- **TASK OBJECTIVE**:
How many lines in the items below contain the string "outline"? Case counts. Reply with the number alone.

- **TASK INPUTS**:
────
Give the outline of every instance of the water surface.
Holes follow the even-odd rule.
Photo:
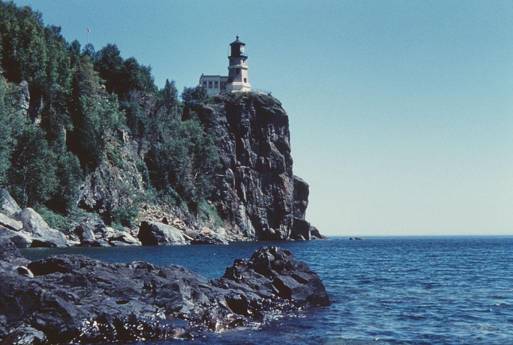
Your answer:
[[[347,238],[229,246],[29,249],[31,259],[82,254],[106,261],[185,266],[208,278],[263,246],[292,251],[333,304],[259,329],[137,345],[513,344],[513,237]]]

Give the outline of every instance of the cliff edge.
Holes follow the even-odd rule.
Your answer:
[[[288,116],[276,98],[249,93],[211,97],[199,112],[222,165],[212,196],[232,231],[256,240],[309,239],[308,185],[292,172]]]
────
- **SOLUTION TO THIS TASK**:
2